INPUT MATERIAL -

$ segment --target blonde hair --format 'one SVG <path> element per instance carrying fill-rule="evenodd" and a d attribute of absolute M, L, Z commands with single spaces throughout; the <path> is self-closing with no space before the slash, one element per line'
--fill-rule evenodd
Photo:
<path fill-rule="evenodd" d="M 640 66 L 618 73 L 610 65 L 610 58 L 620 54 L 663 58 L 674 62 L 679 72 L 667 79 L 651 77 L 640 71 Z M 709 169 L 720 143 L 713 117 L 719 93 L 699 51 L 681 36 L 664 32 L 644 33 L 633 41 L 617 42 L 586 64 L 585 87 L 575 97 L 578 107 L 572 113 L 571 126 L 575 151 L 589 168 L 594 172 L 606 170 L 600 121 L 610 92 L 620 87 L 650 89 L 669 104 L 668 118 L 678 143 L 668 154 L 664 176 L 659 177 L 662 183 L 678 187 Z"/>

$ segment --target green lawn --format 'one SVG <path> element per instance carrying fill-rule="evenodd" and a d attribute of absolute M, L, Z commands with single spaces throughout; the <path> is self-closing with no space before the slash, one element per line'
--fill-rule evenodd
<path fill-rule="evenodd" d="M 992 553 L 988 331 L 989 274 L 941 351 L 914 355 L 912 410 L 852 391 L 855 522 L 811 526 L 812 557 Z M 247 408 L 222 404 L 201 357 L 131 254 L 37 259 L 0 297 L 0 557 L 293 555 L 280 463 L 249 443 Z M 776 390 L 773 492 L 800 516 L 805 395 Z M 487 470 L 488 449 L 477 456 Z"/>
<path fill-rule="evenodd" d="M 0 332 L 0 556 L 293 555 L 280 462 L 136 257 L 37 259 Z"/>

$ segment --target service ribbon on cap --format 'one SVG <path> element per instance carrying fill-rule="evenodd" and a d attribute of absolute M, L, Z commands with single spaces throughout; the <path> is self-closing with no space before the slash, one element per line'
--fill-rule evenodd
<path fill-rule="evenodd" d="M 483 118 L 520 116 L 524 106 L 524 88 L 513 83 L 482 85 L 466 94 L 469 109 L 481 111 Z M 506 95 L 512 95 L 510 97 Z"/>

DIRECTIONS - Your answer should be exactly the lines of the material above, starting at the one that holds "segment --target service" and ending with the last.

ANSWER FOR THE TASK -
$ segment --target service ribbon on cap --format 'one SVG <path> element per instance carrying fill-rule="evenodd" and a d attribute of absolute M, L, Z commands with single spaces throughout; the <path> is self-closing with no space before the slash, one element per line'
--fill-rule evenodd
<path fill-rule="evenodd" d="M 483 118 L 520 116 L 524 106 L 524 88 L 513 83 L 482 85 L 466 94 L 469 109 L 481 111 Z M 506 95 L 512 95 L 510 97 Z"/>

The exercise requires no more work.